→ DIRECTIVE
Rescale the records below, from the line containing "In this exercise you will label the black and" through the end of the records, and give only those lines again, with each labeling request kept unchanged. Multiply every coordinate in the answers by 2.15 and round to whole numbers, with halves rounded up.

(Location annotation dataset excerpts)
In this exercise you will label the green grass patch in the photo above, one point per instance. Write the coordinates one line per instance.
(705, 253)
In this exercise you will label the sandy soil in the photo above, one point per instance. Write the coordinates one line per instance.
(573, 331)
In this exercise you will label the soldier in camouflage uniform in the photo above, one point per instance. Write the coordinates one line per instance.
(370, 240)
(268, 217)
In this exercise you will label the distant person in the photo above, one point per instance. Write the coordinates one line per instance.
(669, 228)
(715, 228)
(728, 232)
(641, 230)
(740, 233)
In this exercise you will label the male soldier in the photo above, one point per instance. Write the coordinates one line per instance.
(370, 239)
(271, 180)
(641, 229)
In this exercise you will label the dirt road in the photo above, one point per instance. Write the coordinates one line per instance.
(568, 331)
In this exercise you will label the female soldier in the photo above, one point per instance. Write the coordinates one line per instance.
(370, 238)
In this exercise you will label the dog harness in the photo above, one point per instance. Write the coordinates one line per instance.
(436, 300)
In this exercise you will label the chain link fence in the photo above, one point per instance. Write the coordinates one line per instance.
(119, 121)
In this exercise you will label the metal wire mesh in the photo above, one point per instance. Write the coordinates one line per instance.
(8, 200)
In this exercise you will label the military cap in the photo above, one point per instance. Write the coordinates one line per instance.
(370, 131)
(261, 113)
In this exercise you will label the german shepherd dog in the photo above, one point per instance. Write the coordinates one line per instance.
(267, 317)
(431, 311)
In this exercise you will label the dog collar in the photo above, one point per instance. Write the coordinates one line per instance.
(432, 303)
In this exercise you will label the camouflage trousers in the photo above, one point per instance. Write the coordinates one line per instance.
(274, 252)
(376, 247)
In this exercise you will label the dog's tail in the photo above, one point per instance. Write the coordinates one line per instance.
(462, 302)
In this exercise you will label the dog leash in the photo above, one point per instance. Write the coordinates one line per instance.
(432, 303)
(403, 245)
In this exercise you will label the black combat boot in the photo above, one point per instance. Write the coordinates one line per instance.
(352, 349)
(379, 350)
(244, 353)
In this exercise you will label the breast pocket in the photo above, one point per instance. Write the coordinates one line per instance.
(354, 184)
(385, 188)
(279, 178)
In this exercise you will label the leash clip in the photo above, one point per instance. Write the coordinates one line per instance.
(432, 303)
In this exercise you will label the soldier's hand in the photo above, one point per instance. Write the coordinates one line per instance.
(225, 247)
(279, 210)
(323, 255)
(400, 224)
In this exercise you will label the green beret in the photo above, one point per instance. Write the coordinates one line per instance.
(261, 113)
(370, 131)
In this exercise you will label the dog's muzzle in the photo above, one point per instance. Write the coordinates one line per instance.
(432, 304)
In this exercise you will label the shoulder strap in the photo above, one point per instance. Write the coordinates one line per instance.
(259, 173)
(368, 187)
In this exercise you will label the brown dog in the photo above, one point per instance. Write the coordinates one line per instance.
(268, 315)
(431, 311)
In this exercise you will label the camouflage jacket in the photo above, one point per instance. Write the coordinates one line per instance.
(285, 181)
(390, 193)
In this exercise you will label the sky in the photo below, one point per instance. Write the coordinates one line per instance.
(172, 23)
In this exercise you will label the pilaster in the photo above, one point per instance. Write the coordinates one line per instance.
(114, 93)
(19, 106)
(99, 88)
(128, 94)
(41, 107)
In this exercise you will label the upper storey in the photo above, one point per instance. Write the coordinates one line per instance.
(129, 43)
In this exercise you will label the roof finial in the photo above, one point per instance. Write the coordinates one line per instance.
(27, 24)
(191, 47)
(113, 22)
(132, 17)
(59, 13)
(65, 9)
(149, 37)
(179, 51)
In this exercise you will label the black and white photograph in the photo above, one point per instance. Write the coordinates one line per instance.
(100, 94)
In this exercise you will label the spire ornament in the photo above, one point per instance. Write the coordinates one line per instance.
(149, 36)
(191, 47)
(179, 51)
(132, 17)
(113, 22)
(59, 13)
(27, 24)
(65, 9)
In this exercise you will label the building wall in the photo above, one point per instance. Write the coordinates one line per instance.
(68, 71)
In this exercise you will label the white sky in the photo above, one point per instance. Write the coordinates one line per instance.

→ THE ANSWER
In this exercise you will label the black and white photograph in the photo above, one point per instance. Write the coordinates one line per instance.
(215, 202)
In this exercise you will label the spire ornament in the photo above, one point per instance. Write the coordinates one line per instance.
(320, 77)
(411, 101)
(385, 110)
(284, 37)
(243, 47)
(127, 28)
(58, 52)
(140, 19)
In this exercise you will label the building wall in the photo above, one point per instance. Write the coordinates one line per instance.
(146, 153)
In this exercise you will label the white sky in the photo above, one point per instance. Write the coordinates one line per instance.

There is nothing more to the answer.